◆ TEXTO DE ORIGEM ◆
__________

Alf. – Havia a consciência de que esta guerra estava a “cortar” as suas carreiras académicas e profissionais dos futuros oficiais. Os Quadros da Academia Militar, já não eram suficientes para as necessidades desta guerra e com isso obrigava a criar, os Capitães Milicianos. O “choque” entre Capitães Milicianos e Capitães do Quadro aliado à consciência de que a guerra não podia ter uma solução militar levou à criação do chamado “Movimento dos Capitães” do Quadro que depois esteve na origem da Revolução de 25 de Abril de 1974.
Eu – Pode dar-me a sua opinião pessoal, da forma tão contestada como se fez a descolonização nesses territórios?
Alf. – Os muitos anos de guerra, as atrocidades cometidas de parte a parte, a radicalização do conflito militar levou a que nessa data não houvesse possibilidade de entendimento de ambas as partes, tanto mais que as grandes potências mundiais, ao estarem indirectamente envolvidas no conflito, não deram margem de manobra aos negociadores.
Eu – Posso concluir que há ainda muito por “contar” sobre esta guerra?
Alf. – Agora já aparece muita gente a escrever sobre este tema, sobretudo os que participaram na guerra, sendo sempre uma visão parcial, mas a visão global (História Total) ainda não está feita. Uma boa abordagem, do meu ponto de vista, foi feita pelo Jornalista Joaquim Furtado, que na RTP1 em vários documentários, apresentava a visão de todos os envolvidos.

__________

◆ DADOS FORNECIDOS ◆
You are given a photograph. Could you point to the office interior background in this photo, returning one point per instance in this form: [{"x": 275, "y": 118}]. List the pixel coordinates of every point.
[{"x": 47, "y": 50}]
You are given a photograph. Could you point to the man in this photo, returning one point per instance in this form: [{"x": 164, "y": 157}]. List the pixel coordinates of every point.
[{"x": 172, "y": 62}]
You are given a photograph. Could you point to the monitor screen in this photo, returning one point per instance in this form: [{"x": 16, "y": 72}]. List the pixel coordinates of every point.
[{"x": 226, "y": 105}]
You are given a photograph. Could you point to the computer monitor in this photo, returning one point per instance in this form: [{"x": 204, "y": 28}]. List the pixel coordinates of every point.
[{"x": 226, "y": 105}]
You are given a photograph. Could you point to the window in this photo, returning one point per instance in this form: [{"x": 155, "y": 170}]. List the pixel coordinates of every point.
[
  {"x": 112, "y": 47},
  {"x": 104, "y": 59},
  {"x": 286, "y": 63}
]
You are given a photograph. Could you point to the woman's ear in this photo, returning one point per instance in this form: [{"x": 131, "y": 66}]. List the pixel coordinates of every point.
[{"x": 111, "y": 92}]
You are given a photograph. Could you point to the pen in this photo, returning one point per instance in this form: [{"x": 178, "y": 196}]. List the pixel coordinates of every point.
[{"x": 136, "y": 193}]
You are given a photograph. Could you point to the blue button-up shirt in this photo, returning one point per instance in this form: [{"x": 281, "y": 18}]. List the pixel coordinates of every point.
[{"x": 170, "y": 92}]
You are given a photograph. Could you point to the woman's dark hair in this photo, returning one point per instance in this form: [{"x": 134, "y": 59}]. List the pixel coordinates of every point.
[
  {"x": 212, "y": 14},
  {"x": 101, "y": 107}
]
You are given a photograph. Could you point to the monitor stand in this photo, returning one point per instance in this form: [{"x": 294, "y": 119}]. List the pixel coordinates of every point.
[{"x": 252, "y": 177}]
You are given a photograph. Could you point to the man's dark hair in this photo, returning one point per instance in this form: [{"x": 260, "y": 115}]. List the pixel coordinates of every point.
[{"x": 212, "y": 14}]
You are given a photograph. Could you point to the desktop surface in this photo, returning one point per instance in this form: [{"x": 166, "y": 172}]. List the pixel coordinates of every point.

__________

◆ EXERCÍCIO BREVE 1 ◆
Indica todas as palavras e expressões que aparecem entre aspas no texto sobre a guerra e a descolonização.
◆ EXERCÍCIO BREVE 2 ◆
Retoma o texto sobre a guerra e a descolonização a partir do ponto em que acaba.

◆ RESPOSTA 1 ◆
- cortar
- choque
- Movimento dos Capitães
- contar

◆ RESPOSTA 2 ◆
Conclusão
Com o presente relatório, a entrevista que realizei a um participante na Guerra Colonial, obtive a confirmação de alguns pontos de vista apresentados pelo Coronel Matos Gomes, na sua comunicação realizada nas XII Jornadas de História de Seia.
A comunicação do Senhor Coronel motivou-me para este tipo de trabalho.
Também como Professora de História, realizei aquilo que há muito desejava fazer: Passar a escrito, testemunhos de “memórias vivas”.
Por outro lado, pude concluir, que há ainda muito para investigar, e fazer História da Guerra Colonial Portuguesa da década 60/70.
Achei curioso que muitas das comunicações sobre este assunto tivessem sido feitas por ex-combatentes de carreira militar que passado que foi o tempo de guerra se licenciaram em História e fizeram mestrados ou especializações nestas áreas. 

4 comentários:

  1. Tóxico, eivado de esquerdismo infantil e bacoco.

    “Raramente se viam filhos de colonos brancos em especialidades que os levassem às zonas de combate, em Moçambique.“

    Já que o citam, Cor. Matos Gomes, informe-se devidamente, e façam penitência e acto de contrição.


    Cada vez compreendo melhor Salazar quanto à liberdade de expressão.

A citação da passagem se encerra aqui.